[start Extract provided]

Re: How to export all not-null keyed ValueState

Posted by Averell Huyen Levan <lv...@gmail.com>.
Hi Fabian,

Thanks for that. However, as I mentioned in my previous email, that
implementation requires a lot of typecasting/object wrapping.
I tried to broadcast that Toggle stream - the toggles will be saved as a
MapState, and whenever an export trigger record arrived, I send out that
MapState. There's no use of applyToKeyedState in this implementation. And
the problem I got is I received duplicated output (one from each
parallelism-instance).

Is there any option to modify the keyed state from within the
processBroadcastElement() method?

Thanks a lot for your help.

Regards,
Averell


On Fri, May 10, 2019 at 8:52 PM Fabian Hueske <fh...@gmail.com> wrote:

> Hi Averell,
>
> Ah, sorry. I had assumed the toggle events where broadcasted anyway.
> Since you had both streams keyed, your current solution looks fine to me.
>
> Best,
> Fabian
>
> Am Fr., 10. Mai 2019 um 03:13 Uhr schrieb Averell Huyen Levan <
> lvhuyen@gmail.com>:
>
>> Hi Fabian,
>>
>> Sorry, but I am still confused about your guide. If I union the Toggle
>> stream with the StateReportTrigger stream, would that means I need to make
>> my Toggles broadcasted states? Or there's some way to modify the keyed
>> states from within the processBroadcastElement() method?
>>
>> I tried to implement the other direction (which I briefed in my previous
>> email). It seems working, but I am not confident in that, not sure whether
>> it has any flaws. Could you please give your comment?

[end Extract provided]
[start Dataset section]

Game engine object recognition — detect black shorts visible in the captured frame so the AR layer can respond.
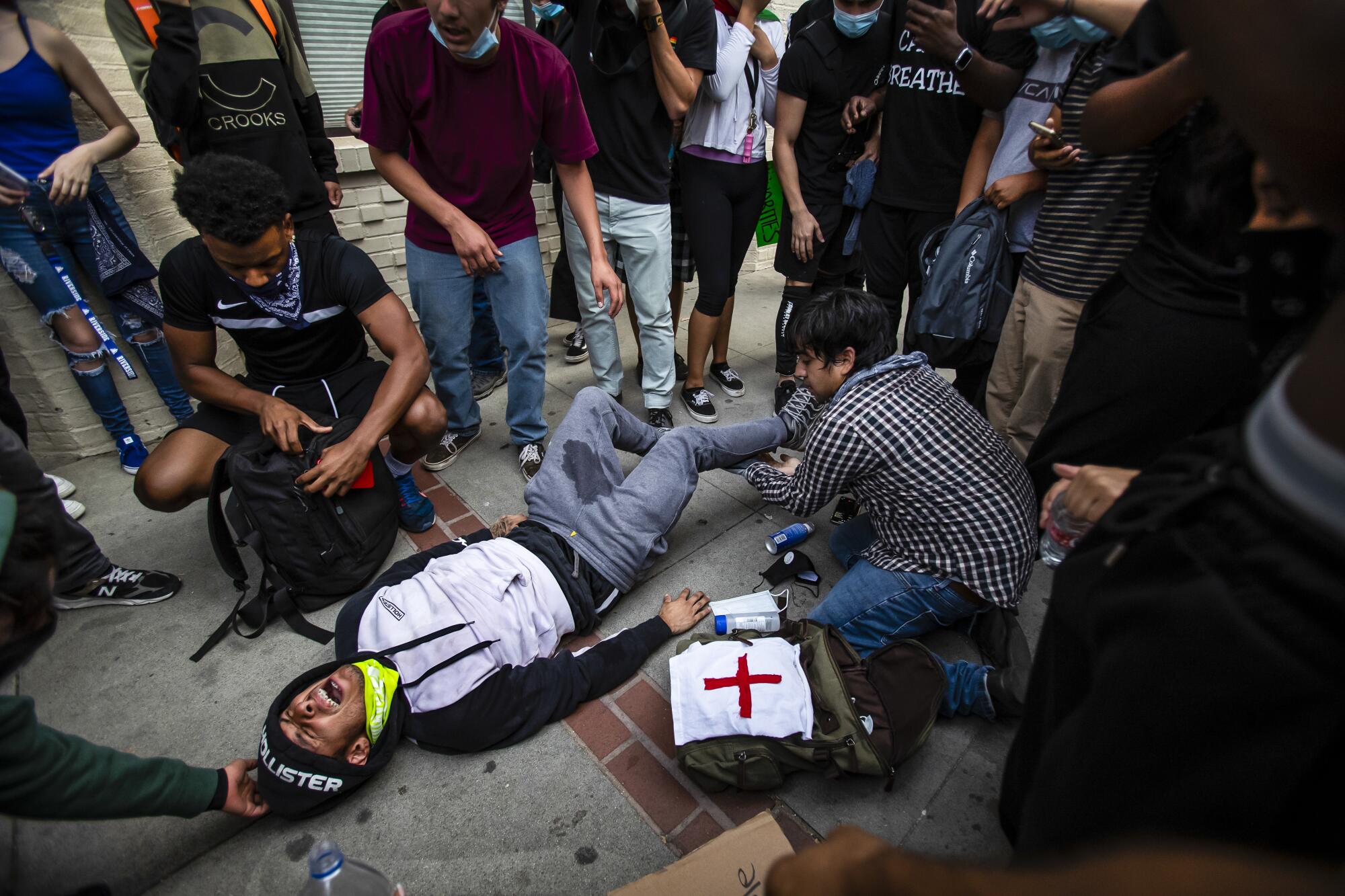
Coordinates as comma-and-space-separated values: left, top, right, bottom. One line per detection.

[end Dataset section]

- [Requests]
**A)** In the thread about exporting keyed ValueState, what problem came from broadcasting the Toggle stream?
**B)** Quote the thread word for word, starting at "On Fri, May" and ending at "fine to me.".
The material after the thread is separate from it.

- [Replies]
**A)** Duplicated output was received, one from each parallelism-instance.

**B)**
On Fri, May 10, 2019 at 8:52 PM Fabian Hueske <fh...@gmail.com> wrote:

> Hi Averell,
>
> Ah, sorry. I had assumed the toggle events where broadcasted anyway.
> Since you had both streams keyed, your current solution looks fine to me.